__TEXT BLOCK__:
________________________

Get a one foot 2X4 block of wood and a hammer will work well... Rotating the drum as you go, by hand... place the wood on the side of the drum and hit the wood with the hammer, do this all the way around as you hand turn the drum, to loosten it from the studs...The clearance is very tight..
There will be a lot of brake dust, and some rust dust that will make getting the drum off a little of a chore.
BP Blaster is a great rest penetrate.. a 12 or 16 oz can.. Try to spray from the back side of the drum with the straw attachment..to get the studs from the back side, If you must ok from the front side..... BUT BUT.. if you get any penetrant of any brand on the threaded studs, make sure you use dish detergent to clean it off completely . Brake cleaner is good too. I once left some on my 76 Malibu, and the lug nuts started to unwind, I caught it in time.. Consider replacing all of the springs and other attaching hardware.. remember they are most likely 1964.. Also get one of those old school drum brake spring removal tool, and the one tool to compress the springs that hold the brake shoes onto the face of the backing plate.
Yes you will spend a little money for a tool you will use once every so often. But it's a safer proposition all the way around, and much easier and more control over those parts that are under a lot of pressure..

________________________

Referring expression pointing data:
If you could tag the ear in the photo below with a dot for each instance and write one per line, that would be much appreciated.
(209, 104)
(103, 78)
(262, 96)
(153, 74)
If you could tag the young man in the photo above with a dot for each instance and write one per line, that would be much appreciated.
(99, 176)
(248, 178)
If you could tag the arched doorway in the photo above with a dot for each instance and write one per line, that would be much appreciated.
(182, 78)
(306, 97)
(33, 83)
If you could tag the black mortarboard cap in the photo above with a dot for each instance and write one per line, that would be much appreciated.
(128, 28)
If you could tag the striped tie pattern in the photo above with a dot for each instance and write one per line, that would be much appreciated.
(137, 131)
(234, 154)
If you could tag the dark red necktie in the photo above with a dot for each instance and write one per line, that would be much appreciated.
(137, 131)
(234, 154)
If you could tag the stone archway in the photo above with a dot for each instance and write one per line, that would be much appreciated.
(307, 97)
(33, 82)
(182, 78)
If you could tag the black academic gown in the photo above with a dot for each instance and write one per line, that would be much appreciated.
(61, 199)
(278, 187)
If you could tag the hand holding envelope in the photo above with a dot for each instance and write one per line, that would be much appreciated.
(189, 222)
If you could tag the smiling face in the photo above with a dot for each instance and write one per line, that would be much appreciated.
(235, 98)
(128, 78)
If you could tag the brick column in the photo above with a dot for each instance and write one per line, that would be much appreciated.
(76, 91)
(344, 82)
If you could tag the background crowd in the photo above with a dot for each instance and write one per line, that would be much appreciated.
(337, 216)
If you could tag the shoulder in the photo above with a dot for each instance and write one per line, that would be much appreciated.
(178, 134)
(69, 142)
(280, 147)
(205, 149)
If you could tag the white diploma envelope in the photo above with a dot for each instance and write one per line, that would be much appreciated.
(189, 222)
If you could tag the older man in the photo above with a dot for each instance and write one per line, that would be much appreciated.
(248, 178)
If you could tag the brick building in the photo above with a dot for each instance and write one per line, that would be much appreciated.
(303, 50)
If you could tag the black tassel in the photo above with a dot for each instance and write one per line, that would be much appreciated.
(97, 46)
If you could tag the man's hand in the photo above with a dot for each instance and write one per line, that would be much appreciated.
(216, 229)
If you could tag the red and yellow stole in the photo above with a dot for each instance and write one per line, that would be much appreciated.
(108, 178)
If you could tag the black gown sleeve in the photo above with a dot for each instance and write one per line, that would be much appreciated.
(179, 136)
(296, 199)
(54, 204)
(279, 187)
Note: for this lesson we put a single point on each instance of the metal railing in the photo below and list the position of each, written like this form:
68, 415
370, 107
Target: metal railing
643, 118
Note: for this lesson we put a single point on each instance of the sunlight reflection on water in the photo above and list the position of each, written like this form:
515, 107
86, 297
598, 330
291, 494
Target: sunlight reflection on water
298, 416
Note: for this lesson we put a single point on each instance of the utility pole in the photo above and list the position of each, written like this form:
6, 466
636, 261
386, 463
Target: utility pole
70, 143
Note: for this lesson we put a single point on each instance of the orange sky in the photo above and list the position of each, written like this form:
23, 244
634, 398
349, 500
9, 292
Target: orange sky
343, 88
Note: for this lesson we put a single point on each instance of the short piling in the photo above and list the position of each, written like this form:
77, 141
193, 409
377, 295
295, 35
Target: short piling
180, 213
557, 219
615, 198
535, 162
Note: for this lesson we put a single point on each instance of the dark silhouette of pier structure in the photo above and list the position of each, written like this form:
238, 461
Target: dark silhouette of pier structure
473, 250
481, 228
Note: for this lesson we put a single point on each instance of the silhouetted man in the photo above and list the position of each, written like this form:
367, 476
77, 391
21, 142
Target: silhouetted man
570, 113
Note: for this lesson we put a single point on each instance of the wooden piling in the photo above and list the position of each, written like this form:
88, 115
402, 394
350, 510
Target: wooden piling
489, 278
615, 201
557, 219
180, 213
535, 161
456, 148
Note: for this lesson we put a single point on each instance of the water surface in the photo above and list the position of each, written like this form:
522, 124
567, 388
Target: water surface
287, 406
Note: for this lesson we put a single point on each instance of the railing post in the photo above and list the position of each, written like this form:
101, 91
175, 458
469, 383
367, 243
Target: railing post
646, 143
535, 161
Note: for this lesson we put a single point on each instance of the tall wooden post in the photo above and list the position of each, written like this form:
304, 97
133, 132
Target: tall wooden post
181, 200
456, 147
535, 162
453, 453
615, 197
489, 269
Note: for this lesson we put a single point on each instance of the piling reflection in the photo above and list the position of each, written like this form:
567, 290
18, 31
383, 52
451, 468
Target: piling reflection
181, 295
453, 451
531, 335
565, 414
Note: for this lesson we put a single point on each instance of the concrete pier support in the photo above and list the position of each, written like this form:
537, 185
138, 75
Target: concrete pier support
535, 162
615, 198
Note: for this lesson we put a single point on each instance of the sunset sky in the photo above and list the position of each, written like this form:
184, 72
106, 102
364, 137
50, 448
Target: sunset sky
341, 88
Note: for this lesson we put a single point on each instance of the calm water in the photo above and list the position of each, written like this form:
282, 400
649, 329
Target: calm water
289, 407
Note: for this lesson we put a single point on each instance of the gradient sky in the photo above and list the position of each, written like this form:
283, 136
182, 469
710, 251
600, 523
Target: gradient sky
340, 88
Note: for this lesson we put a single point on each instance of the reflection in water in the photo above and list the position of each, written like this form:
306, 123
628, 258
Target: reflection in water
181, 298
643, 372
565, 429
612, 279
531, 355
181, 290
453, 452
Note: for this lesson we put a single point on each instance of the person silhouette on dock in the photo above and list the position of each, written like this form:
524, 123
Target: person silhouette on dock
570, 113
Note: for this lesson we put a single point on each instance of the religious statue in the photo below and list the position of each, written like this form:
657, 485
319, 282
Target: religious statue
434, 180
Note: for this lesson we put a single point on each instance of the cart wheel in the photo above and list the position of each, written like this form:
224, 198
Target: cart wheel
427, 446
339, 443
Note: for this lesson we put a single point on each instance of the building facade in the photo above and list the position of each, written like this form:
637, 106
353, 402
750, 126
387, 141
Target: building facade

________________________

__WHAT YOU WILL DO__:
A. List every product the brake drum text names for spraying on the parts or cleaning them off.
B. According to the brake drum text, what happened after penetrant was left on the 76 Malibu?

__RESPONSES TO THE EXERCISE__:
A. BP Blaster, dish detergent, brake cleaner

B. The lug nuts started to unwind.